# [SOURCE TEXT]

___

Sunday, January 25, 2026

Maharashtra Municipal Corporation Elections: A challenge for the opposition.


Elections to various municipal corporations in Maharashtra have been completed, and the Bharatiya Janata Party has emerged as the principal victor. Out of a total of 2,869 corporators across all municipal corporations, the party-wise distribution is as follows: BJP 1,459 seats, Shiv Sena (Shinde faction) 399, Congress 324, NCP (Ajit Pawar faction) 167, Shiv Sena (Thackeray faction) 155, AIMIM 114, Sharad Pawar faction 36, MNS 13, BSP 06, Independents 19, and smaller parties 215.

According to these results, the opposition’s strength is concentrated mainly in Latur, Vasai–Virar, Chandrapur, Malegaon, Parbhani, and Bhiwandi–Nizampur municipal corporations, where they may elect their Mayor. However, this cannot be considered easy. Observing the functioning of the ruling parties in Maharashtra, it is evident that even in corporations where they lack a majority, they will attempt to install their own mayor. Through the use of “saam, daam, dand, bhed,” newly elected opposition corporators may be influenced—something that has now become a familiar pattern in the country. The anti-defection law has become ineffective, resembling a toothless United Nations. Courts too appear largely unmoved in such matters.

___

# [AIM 1]
In the article on the Maharashtra municipal corporation elections, how many seats did the Congress win?
# [AIM 2]
In the article on the Maharashtra municipal corporation elections, shorten the paragraph beginning "According to these results" while keeping its main facts.
# [AIM 3]
Write the next part of the article on the Maharashtra municipal corporation elections, starting after its final sentence.

(Named object pointing entries)
___

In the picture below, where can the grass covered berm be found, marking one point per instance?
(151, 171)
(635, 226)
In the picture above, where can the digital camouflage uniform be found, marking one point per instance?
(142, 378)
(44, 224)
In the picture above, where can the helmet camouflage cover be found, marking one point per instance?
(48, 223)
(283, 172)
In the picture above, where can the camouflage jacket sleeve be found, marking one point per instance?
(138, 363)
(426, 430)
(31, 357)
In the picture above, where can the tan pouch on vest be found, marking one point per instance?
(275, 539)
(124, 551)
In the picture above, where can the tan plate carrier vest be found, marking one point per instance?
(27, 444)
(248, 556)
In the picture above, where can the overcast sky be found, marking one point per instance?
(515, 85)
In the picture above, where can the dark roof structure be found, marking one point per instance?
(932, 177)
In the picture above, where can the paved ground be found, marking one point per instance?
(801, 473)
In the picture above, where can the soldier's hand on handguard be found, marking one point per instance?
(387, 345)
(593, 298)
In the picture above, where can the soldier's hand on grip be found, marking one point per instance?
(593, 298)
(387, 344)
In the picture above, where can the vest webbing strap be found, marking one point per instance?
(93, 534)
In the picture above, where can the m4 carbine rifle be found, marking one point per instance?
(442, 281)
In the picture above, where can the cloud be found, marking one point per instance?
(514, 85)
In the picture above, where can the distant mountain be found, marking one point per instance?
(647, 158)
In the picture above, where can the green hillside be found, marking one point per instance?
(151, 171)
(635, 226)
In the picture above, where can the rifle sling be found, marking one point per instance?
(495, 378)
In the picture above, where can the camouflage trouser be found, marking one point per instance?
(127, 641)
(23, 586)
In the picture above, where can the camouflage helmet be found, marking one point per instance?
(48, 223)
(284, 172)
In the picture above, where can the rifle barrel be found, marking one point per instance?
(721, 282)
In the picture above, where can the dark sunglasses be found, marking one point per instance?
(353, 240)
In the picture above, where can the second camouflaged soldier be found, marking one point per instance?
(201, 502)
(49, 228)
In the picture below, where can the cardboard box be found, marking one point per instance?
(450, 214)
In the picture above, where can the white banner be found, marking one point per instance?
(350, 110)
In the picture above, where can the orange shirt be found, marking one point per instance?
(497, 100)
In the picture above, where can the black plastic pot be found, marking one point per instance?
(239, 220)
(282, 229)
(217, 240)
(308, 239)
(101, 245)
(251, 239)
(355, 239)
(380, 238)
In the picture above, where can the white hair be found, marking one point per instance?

___

# [EXPECTED ANSWER 1]
324

# [EXPECTED ANSWER 2]
The opposition is strongest in the Latur, Vasai–Virar, Chandrapur, Malegaon, Parbhani and Bhiwandi–Nizampur municipal corporations, where it may elect the Mayor. That will not be easy. The ruling parties in Maharashtra are likely to try to install their own mayors even where they lack a majority, and they may use "saam, daam, dand, bhed" to sway newly elected opposition corporators, a pattern now familiar across the country. The anti-defection law has become as toothless as the United Nations, and the courts seem largely unmoved.

# [EXPECTED ANSWER 3]
On the other hand, the ruling alliance will have mayors in Mumbai, Nagpur, Pune, Thane, Navi Mumbai, Ulhasnagar, Kalyan–Dombivli, Mira–Bhayandar, Panvel, Nashik, Dhule, Jalgaon, Ahilyanagar, Pimpri–Chinchwad, Solapur, Kolhapur, Sangli, Miraj–Kupwad, Chhatrapati Sambhajinagar, Nanded–Waghala, Amravati, Akola, Ichalkaranji, and Jalna.
Thus, in 23 out of 29 municipal corporations in the state, the mayor will belong to the BJP-led alliance. In these corporations, the opposition will have no scope for interference.

The Mumbai Municipal Corporation election, which had drawn national attention, witnessed a major upheaval. After 33 years under the influence of Balasaheb Thackeray, the BMC has now gone to the Bharatiya Janata Party. However, the results also show that Uddhav Thackeray’s Shiv Sena still retains a strong base in Mumbai. Had BJP not secured some corporators unopposed, the BMC might have remained with Uddhav Thackeray.
In constituencies where NOTA is considered a candidate on the ballot, the election of corporators without any voting is ethically questionable. Civil society, the Election Commission, and the Supreme Court must take note of this. Those who once championed NOTA—Anna Hazare and his team—are nowhere to be seen today. Their credibility has eroded significantly, and history must record their role with factual accuracy.

In these municipal elections, AIMIM has performed notably well, winning 114 corporator seats. This marks a significant shift in the political mindset of the Muslim community. While this may be a warning bell for certain national parties, it may also lead to political isolation of the Muslim community in the future.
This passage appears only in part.